-------- Working data
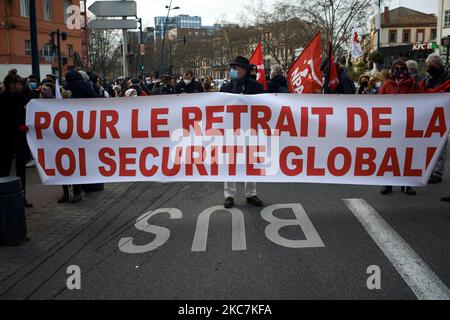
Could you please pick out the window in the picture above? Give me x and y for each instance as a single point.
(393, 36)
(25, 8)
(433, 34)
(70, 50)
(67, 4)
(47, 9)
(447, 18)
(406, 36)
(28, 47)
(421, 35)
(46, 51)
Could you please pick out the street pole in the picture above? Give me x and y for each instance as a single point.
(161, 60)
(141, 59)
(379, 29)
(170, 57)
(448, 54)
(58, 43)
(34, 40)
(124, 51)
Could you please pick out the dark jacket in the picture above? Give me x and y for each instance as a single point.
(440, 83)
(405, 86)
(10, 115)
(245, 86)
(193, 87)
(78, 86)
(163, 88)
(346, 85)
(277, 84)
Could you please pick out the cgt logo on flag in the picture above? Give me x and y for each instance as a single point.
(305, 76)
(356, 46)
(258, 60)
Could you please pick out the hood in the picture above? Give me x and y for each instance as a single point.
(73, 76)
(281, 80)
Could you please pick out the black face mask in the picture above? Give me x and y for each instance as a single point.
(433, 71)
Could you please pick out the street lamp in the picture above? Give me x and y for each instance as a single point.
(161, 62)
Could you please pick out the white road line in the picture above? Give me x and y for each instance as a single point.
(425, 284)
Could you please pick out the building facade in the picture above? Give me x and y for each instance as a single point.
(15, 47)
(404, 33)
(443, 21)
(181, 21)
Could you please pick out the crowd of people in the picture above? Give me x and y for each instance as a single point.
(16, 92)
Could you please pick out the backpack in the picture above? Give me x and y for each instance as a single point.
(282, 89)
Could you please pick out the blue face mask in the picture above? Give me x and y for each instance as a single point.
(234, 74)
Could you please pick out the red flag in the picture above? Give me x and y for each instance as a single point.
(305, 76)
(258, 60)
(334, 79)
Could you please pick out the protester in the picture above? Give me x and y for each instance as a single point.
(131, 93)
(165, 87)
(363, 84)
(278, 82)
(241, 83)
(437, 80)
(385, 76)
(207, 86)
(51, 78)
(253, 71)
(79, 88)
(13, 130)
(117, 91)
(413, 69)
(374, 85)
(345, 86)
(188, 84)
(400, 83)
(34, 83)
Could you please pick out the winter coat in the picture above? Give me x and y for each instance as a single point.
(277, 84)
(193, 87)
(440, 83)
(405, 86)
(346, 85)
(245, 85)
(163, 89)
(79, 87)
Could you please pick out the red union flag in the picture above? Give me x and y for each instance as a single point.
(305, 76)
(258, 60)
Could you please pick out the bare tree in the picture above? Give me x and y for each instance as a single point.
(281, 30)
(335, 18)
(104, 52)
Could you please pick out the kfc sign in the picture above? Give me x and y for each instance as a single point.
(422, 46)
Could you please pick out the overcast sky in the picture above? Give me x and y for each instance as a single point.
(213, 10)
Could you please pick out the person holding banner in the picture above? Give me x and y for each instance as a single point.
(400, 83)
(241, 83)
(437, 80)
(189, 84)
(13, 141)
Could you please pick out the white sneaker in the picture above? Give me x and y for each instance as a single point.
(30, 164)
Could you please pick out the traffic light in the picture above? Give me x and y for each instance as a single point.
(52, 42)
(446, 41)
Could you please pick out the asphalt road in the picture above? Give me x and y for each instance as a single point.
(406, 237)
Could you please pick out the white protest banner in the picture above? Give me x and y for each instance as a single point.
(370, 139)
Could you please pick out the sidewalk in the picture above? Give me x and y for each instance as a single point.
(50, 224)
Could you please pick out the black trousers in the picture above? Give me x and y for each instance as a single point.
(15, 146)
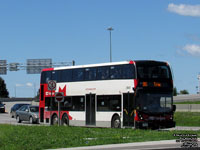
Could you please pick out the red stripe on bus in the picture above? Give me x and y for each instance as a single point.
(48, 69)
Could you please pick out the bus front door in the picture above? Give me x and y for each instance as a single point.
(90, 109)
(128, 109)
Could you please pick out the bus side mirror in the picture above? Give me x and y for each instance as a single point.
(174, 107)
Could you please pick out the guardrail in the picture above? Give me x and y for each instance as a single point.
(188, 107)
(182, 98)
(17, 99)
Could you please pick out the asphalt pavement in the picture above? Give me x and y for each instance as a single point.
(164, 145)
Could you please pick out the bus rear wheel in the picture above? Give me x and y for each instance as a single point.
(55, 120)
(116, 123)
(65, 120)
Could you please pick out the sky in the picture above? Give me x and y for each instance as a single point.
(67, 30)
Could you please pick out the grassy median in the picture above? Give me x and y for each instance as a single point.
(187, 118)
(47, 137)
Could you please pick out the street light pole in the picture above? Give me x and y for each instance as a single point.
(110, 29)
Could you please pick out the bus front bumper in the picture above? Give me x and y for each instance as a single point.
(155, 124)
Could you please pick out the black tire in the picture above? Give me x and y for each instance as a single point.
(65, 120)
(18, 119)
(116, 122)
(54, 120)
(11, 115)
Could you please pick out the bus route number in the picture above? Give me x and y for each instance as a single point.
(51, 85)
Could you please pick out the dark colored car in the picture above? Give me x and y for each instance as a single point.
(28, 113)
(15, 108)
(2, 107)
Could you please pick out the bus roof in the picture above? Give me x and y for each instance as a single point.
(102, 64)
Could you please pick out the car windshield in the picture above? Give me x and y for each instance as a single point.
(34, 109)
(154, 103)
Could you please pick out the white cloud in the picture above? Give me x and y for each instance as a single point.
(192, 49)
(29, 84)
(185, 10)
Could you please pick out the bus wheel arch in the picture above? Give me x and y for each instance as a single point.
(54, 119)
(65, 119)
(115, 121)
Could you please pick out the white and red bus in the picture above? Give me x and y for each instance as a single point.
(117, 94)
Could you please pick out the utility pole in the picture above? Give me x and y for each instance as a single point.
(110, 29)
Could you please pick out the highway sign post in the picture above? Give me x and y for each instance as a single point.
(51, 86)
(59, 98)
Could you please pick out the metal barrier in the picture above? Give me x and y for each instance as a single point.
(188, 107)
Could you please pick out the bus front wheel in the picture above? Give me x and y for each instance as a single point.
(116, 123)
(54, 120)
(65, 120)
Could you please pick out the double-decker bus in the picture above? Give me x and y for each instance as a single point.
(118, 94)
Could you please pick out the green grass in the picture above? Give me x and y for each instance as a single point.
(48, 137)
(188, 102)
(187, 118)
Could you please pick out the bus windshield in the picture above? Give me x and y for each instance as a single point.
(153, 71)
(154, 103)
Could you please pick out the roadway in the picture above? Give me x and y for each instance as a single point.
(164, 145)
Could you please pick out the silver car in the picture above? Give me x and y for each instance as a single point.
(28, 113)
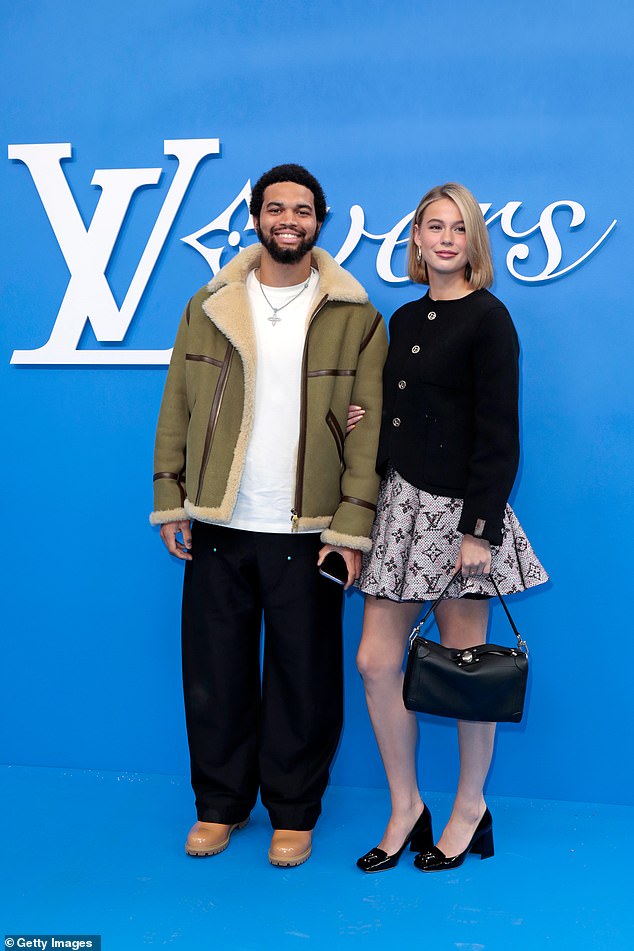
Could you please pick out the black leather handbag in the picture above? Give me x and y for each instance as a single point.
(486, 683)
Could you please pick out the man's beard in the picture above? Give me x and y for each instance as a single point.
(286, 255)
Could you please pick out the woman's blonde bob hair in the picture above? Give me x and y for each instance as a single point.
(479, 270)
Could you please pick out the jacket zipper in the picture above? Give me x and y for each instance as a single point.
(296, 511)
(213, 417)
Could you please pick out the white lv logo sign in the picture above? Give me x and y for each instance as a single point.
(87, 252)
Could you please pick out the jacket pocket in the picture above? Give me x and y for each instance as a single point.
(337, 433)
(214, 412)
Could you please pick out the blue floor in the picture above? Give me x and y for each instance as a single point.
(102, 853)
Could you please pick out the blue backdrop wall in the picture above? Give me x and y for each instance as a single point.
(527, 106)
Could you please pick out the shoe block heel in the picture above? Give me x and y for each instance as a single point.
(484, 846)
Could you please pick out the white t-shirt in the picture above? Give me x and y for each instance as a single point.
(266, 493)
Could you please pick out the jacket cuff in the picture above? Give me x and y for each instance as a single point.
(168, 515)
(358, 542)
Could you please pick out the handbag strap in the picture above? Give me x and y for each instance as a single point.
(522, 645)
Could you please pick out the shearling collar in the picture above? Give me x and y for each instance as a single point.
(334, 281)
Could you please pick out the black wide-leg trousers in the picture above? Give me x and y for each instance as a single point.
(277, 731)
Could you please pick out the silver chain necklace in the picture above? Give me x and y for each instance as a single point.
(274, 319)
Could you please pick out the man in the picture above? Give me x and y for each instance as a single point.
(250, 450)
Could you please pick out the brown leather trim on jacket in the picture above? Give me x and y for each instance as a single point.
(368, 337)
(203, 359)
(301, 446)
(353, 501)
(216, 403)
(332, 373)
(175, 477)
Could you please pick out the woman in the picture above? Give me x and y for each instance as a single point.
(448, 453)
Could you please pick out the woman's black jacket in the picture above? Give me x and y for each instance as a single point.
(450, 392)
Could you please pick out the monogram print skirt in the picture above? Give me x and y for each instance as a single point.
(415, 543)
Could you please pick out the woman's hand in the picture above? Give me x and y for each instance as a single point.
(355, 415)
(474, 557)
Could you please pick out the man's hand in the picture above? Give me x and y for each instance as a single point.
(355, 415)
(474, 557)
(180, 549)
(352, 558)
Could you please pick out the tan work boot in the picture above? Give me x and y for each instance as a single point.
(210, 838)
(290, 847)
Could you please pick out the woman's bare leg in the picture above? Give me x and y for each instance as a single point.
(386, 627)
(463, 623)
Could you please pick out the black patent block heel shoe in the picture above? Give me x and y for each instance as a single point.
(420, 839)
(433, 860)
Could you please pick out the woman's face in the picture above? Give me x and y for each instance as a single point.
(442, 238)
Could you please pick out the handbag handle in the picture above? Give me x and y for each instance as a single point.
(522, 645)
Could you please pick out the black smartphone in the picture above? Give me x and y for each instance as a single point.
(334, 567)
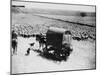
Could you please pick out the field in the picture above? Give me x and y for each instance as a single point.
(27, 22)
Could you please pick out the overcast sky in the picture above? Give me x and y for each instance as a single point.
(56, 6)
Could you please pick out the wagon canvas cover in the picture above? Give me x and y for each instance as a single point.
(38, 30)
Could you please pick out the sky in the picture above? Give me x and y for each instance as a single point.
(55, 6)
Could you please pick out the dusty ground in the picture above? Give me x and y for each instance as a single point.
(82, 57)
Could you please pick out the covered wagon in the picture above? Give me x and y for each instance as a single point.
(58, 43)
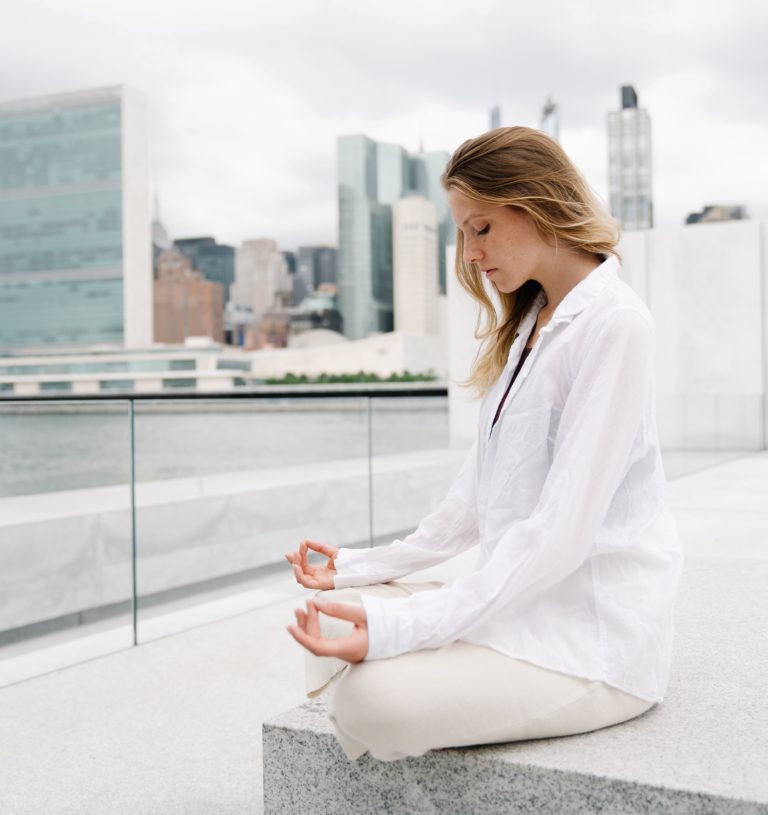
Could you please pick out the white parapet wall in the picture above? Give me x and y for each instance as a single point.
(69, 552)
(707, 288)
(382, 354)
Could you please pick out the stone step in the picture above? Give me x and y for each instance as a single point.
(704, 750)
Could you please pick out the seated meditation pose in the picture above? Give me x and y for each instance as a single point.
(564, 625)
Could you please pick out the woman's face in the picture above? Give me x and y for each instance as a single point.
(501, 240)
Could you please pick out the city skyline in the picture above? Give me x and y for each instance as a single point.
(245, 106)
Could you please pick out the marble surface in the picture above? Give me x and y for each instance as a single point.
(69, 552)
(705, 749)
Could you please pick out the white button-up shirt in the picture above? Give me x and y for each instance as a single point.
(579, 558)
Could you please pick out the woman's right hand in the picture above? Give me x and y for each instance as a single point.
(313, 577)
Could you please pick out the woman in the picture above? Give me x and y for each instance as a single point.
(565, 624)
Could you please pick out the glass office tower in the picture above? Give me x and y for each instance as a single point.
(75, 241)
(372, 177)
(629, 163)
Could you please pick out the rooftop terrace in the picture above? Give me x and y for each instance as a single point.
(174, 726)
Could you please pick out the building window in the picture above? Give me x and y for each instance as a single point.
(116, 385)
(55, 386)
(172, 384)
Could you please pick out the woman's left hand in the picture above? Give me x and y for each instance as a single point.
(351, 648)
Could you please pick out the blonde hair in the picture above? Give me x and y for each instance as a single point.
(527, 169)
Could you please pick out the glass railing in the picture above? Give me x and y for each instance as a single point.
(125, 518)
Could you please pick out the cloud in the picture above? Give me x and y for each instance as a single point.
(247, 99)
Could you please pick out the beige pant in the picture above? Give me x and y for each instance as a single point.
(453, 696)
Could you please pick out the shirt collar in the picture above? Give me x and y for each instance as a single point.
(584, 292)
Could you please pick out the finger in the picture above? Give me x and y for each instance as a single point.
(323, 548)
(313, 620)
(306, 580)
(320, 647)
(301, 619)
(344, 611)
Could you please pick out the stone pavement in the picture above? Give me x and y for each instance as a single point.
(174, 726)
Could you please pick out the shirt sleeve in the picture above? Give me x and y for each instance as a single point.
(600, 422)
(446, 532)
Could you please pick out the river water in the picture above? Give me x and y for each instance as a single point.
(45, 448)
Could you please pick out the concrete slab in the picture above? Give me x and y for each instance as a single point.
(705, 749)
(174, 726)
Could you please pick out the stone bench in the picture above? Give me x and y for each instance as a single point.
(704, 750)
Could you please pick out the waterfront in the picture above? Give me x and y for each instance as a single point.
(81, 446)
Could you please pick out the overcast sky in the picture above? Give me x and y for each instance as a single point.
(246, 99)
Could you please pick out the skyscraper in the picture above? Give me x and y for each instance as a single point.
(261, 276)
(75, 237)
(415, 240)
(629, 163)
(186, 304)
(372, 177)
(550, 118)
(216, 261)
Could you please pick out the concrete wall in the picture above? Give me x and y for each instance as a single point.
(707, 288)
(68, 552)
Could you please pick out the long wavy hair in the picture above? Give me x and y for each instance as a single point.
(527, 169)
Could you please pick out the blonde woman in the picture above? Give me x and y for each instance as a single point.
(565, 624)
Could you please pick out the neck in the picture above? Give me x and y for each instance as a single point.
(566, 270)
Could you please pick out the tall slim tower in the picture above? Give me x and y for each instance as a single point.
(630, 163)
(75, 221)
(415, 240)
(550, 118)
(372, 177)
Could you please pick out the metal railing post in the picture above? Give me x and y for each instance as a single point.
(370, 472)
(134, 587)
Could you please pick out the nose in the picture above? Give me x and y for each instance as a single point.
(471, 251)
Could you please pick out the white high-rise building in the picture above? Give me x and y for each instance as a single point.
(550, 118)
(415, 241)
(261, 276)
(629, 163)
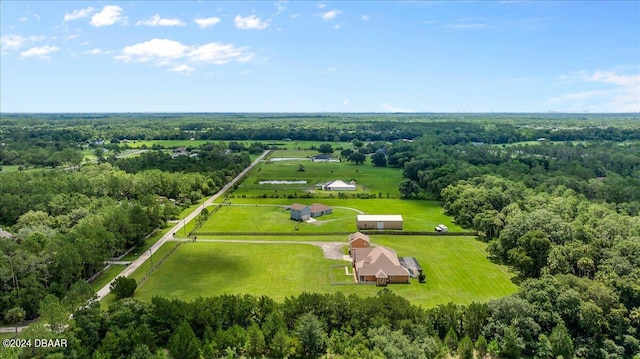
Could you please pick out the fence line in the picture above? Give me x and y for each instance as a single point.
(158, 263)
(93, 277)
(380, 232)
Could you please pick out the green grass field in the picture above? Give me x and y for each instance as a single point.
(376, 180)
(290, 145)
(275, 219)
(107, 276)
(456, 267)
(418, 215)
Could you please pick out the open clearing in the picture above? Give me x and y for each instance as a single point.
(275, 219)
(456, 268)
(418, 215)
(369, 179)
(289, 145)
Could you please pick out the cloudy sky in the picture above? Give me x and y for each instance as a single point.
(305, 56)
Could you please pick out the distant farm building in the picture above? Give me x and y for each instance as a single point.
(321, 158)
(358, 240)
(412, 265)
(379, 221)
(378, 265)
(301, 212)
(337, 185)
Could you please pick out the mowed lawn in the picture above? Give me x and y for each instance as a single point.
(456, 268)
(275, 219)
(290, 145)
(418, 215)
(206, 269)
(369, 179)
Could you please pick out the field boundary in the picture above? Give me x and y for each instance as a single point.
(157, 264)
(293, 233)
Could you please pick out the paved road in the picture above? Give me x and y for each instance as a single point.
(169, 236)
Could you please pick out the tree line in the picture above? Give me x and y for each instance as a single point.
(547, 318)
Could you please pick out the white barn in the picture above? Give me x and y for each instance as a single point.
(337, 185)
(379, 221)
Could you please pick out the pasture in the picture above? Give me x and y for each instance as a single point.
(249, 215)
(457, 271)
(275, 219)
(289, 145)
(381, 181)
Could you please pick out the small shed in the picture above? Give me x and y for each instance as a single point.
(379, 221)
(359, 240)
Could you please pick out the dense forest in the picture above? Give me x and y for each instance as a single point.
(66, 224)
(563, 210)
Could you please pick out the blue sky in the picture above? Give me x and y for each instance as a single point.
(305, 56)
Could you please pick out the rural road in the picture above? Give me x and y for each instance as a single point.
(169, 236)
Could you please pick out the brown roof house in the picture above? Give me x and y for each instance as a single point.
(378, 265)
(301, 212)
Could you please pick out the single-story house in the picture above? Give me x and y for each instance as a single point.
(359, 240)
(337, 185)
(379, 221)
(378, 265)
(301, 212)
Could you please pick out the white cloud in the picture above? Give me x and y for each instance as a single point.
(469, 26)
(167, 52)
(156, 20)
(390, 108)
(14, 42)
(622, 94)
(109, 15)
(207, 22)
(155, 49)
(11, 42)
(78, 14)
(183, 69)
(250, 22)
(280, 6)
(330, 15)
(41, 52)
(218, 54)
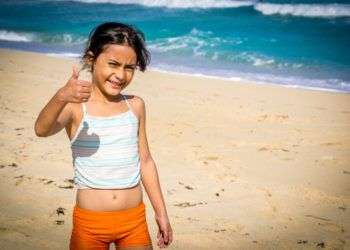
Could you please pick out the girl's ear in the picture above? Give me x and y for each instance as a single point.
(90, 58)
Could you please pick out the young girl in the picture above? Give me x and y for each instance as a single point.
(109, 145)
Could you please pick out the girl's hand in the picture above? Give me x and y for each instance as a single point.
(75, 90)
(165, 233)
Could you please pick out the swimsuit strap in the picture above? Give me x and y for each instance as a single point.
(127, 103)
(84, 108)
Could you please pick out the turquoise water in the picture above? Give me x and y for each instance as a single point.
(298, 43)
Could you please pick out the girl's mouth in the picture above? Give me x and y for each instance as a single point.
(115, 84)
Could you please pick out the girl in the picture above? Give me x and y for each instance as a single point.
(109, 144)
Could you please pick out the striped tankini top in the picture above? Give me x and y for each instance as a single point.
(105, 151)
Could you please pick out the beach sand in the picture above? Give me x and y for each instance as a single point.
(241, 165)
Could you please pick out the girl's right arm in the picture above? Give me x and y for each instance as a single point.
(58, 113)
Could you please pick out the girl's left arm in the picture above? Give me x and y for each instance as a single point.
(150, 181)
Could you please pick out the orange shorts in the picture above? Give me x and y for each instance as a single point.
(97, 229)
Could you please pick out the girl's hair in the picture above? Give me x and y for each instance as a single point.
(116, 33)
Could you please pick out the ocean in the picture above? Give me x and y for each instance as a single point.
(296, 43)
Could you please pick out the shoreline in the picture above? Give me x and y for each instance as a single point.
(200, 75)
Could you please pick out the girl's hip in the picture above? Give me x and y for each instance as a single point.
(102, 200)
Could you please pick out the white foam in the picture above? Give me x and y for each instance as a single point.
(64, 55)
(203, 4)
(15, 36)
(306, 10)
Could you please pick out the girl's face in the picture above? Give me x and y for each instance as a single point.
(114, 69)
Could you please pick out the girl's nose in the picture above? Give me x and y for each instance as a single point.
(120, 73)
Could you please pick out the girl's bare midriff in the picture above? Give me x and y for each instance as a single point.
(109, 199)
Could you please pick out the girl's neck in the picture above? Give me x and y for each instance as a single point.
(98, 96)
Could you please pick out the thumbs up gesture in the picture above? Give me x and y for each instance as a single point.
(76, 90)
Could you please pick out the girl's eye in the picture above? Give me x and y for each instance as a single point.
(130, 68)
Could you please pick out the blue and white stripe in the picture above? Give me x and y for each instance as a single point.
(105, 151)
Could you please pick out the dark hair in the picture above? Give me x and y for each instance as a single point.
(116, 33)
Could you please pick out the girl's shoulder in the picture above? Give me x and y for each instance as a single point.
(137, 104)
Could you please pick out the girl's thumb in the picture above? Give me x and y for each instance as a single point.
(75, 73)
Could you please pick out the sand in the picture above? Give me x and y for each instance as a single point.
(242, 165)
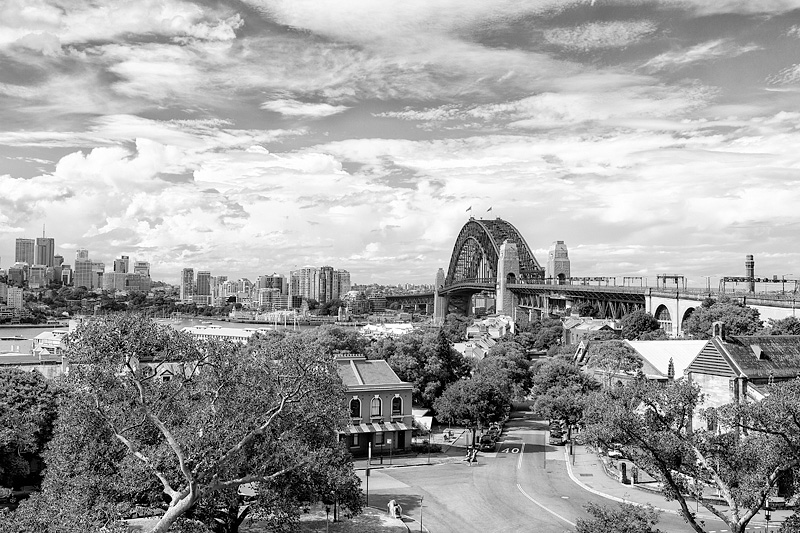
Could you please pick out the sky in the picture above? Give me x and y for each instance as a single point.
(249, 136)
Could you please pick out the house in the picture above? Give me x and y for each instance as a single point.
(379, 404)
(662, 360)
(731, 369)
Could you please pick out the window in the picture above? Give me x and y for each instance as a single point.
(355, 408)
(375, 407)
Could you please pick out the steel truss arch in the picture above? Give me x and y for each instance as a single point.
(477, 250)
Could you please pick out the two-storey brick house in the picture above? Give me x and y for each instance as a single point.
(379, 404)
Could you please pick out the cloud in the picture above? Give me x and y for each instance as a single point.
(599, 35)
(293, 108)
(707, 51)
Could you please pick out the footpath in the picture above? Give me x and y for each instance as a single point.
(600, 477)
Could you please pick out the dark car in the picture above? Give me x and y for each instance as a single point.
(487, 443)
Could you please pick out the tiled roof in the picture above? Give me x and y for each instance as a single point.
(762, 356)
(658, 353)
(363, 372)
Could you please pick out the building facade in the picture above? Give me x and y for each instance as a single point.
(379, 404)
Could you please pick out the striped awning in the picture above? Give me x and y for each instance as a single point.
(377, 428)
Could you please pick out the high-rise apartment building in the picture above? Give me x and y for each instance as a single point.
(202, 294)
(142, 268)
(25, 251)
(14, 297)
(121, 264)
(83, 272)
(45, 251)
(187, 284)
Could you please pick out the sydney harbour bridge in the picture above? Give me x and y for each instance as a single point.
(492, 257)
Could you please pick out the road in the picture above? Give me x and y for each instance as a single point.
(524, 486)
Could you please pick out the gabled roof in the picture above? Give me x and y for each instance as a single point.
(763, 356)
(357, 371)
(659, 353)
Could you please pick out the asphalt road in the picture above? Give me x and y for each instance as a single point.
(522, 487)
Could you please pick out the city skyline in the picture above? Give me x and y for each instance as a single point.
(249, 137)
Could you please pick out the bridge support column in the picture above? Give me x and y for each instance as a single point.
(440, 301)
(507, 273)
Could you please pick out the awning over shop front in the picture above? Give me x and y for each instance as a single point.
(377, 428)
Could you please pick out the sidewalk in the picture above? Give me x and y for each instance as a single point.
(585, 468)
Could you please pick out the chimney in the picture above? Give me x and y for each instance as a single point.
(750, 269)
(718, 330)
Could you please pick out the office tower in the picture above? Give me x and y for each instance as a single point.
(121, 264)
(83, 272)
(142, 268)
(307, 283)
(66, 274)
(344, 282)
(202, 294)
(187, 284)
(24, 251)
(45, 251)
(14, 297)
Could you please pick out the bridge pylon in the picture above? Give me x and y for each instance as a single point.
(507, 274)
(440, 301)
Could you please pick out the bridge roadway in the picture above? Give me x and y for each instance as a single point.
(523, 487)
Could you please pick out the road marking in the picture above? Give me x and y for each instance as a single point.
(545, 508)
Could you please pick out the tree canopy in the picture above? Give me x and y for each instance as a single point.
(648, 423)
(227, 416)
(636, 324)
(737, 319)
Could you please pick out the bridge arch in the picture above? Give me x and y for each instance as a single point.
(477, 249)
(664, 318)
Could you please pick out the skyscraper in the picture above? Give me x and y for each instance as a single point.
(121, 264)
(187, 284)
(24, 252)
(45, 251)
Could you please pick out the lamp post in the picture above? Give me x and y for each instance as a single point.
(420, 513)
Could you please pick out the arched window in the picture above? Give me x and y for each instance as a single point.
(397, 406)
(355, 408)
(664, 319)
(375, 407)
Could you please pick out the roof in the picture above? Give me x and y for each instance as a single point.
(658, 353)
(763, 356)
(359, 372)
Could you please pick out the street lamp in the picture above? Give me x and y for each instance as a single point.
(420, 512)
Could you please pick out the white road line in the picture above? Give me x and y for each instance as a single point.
----------------
## [Task statement]
Reproduce only the lines running from the one with "Could you please pick out the bridge roadway" through the final line of the listing above, both ends included.

## [Response for this exercise]
Could you please pick out the bridge roadway in the picture above? Give me x and y for each instance as a single point.
(523, 487)
Could you please pick out the road marking in the picture above? Give me x and y for each instance as a single point.
(545, 508)
Could you please pick out the tree canopy in the picture above? Give me x and y for each instance as a single point.
(648, 423)
(227, 416)
(636, 324)
(737, 319)
Could you please pick out the bridge arch in the picture above? Give me x and y for each instance as a single point.
(477, 249)
(664, 318)
Could you please pick out the skyscraper in the picture above? Give me x and y for each instance as a single point.
(121, 264)
(187, 284)
(24, 252)
(45, 251)
Could you please pick out the lamp post in the picture above? Give me x and y for each instance as a single point.
(420, 513)
Could you please pick out the arched window in the picture above? Give me x and y for each instance as a single point.
(397, 406)
(355, 408)
(664, 319)
(375, 407)
Could you please pick out the roof in the picture above? Give me x and y for each instance as a single point.
(658, 353)
(763, 356)
(359, 372)
Could you please pick out the street lamp in the picture above? Give me x and y for each instance as a single point.
(420, 512)
Could you please pick out the white road line in the picture above? Give me x and y for each instance as a single point.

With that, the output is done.